Dataset items
════════

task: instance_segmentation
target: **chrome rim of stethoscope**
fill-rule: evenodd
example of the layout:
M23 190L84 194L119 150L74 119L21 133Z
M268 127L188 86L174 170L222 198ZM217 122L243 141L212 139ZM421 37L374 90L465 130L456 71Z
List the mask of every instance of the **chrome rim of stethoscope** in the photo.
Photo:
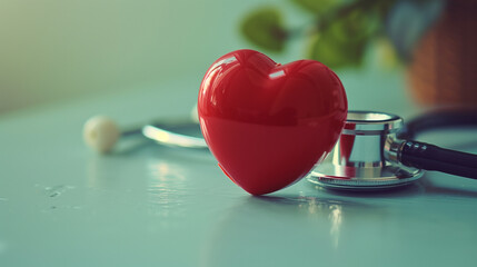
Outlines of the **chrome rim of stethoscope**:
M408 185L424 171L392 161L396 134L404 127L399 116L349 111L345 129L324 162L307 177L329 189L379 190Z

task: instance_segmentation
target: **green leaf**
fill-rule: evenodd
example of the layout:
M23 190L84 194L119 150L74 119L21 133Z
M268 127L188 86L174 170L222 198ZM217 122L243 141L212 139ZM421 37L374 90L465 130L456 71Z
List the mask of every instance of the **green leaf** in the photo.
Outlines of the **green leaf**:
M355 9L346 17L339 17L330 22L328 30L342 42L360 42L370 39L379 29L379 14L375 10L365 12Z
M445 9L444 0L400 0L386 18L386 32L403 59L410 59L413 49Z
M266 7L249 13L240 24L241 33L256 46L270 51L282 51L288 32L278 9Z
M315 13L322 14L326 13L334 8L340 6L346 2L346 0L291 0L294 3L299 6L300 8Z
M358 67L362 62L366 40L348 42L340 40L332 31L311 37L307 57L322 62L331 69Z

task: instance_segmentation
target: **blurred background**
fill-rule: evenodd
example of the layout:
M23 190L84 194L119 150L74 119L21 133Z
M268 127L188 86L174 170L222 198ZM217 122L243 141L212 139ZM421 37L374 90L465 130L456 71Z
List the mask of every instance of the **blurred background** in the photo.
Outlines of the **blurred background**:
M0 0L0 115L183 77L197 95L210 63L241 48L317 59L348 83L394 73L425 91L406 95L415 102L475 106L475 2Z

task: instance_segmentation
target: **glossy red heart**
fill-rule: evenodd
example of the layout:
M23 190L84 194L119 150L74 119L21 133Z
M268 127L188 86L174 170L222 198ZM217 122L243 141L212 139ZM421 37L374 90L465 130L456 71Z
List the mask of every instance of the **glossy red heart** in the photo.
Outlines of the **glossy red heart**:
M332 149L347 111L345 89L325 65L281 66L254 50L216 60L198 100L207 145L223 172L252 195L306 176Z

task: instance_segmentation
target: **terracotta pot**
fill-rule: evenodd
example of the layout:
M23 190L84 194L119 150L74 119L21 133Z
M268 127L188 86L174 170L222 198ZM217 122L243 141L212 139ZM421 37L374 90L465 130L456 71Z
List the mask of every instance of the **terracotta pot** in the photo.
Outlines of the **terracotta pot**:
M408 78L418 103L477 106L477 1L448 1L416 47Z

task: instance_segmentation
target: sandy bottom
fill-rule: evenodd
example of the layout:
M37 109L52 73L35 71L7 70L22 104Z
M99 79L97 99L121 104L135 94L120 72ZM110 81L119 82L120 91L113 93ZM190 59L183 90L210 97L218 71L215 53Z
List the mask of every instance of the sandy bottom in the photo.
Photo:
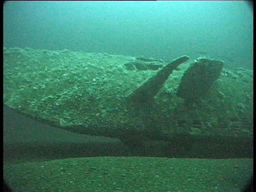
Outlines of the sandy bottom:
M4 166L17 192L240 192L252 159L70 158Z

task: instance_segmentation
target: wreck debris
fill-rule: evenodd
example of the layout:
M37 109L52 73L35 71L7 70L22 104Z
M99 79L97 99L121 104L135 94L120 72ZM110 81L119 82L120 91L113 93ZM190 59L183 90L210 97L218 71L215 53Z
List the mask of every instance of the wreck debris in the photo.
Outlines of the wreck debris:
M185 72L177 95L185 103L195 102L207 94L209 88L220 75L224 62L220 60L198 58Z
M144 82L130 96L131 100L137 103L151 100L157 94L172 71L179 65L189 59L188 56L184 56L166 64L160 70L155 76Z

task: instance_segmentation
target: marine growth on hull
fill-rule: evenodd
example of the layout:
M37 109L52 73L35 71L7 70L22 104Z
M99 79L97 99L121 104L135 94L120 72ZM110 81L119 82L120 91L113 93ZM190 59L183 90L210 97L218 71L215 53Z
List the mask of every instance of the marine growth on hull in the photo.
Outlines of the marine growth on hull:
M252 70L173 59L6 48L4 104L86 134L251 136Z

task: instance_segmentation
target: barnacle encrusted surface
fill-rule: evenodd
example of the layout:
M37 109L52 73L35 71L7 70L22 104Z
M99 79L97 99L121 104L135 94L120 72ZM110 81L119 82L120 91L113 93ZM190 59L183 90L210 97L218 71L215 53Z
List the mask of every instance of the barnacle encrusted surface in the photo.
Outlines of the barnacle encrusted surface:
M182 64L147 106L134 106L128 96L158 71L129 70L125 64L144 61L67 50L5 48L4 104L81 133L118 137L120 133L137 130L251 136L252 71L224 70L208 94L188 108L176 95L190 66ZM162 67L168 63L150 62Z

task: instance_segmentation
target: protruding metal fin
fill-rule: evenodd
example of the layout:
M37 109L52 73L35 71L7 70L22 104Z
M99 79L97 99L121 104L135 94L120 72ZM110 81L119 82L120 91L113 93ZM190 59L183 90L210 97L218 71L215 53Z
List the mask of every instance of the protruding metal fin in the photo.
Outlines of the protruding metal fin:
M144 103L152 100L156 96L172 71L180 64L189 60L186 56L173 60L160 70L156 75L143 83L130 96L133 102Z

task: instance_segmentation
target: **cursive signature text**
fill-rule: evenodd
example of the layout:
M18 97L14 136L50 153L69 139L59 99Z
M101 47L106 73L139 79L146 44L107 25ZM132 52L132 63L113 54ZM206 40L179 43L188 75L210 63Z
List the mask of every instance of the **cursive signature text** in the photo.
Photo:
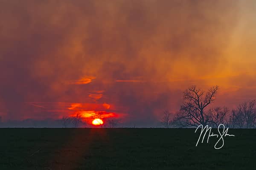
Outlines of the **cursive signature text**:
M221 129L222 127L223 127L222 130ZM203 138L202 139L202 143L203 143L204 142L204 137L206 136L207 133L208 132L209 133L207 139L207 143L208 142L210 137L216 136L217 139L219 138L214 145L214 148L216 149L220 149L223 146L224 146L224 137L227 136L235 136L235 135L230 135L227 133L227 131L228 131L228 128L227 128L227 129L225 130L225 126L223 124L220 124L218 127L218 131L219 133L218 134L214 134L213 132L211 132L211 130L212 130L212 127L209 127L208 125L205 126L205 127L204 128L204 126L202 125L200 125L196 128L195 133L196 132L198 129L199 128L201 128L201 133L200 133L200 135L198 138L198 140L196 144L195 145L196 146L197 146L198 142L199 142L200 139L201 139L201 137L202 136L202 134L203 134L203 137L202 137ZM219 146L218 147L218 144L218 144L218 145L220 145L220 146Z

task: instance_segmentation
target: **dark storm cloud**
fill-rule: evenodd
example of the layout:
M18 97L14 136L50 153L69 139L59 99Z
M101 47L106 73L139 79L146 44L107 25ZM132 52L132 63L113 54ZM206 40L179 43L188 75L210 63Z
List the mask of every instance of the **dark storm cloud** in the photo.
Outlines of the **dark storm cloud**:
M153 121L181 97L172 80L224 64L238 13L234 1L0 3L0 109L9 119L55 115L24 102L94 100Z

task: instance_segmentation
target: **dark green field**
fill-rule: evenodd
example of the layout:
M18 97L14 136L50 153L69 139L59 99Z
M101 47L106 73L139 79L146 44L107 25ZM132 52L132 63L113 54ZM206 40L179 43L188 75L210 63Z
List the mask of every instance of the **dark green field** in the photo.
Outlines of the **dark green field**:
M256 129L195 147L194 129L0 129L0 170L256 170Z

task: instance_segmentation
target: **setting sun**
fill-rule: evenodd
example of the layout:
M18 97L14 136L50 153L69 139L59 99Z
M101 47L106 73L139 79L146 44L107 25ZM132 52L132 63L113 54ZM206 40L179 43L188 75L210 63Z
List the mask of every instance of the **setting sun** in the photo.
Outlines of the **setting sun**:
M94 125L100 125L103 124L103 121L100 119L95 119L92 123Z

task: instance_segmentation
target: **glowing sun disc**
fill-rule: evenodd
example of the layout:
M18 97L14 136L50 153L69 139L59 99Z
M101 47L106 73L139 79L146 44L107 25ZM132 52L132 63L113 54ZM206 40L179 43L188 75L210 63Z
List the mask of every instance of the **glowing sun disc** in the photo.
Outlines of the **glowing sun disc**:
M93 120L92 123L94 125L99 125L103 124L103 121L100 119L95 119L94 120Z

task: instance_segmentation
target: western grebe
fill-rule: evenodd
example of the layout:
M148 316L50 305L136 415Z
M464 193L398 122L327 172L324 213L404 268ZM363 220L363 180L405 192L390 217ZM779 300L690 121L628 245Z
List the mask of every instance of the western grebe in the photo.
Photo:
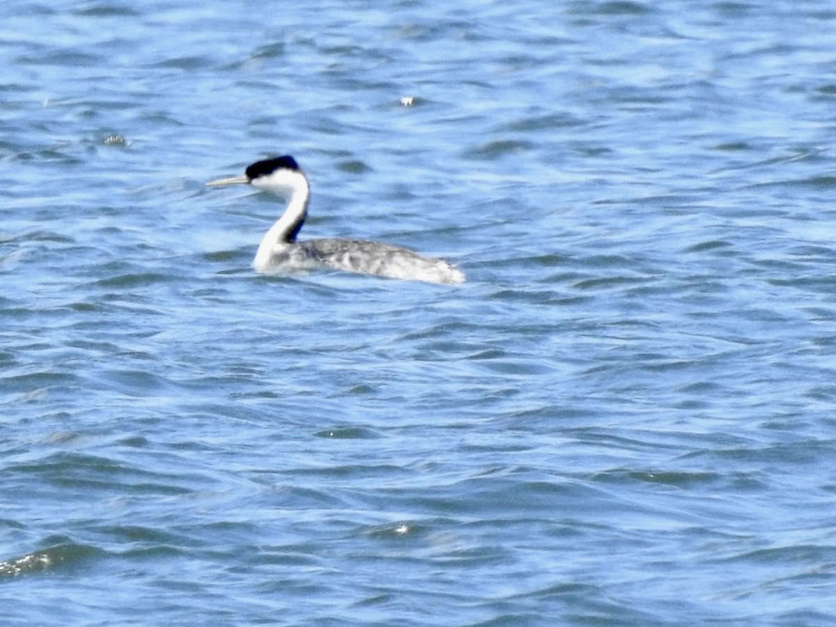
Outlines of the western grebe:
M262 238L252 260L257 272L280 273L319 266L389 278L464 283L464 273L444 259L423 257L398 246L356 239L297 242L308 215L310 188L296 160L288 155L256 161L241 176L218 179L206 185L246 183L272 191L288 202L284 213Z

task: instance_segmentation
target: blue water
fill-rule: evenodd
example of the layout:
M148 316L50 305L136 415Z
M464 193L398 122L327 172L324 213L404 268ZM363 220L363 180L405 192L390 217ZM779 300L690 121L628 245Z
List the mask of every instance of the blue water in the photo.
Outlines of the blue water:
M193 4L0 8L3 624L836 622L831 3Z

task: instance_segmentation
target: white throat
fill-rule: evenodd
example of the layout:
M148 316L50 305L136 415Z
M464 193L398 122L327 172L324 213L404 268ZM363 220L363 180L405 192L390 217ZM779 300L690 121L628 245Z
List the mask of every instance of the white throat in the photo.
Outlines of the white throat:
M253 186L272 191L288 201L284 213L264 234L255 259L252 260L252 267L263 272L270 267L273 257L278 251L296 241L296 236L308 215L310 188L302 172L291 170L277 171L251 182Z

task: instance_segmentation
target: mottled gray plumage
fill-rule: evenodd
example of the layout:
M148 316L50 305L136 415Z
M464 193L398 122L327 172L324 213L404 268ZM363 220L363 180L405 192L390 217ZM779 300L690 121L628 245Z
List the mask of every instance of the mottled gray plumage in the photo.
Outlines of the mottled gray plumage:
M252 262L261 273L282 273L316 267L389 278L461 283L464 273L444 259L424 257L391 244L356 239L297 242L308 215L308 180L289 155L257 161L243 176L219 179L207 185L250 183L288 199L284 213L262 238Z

════════

**Exercise directions:** Retype the portion of the listing that opens with its first line and closes with the line containing "M408 185L424 171L392", including both of those lines. Leave the pictures out of your answer.

**Answer for the task:**
task: instance_segmentation
target: **chrome rim of stethoscope**
fill-rule: evenodd
example of the layout:
M23 190L84 194L119 150L74 119L21 133Z
M268 127L188 86L174 170L222 198ZM217 122L243 141L212 139ZM421 37L374 90L465 130L456 71Z
List the mask of every instance of the **chrome rim of stethoscope** in the photo.
Photo:
Outlines of the **chrome rim of stethoscope**:
M408 185L424 171L392 161L396 134L404 127L399 116L349 111L345 129L324 162L307 177L329 189L379 190Z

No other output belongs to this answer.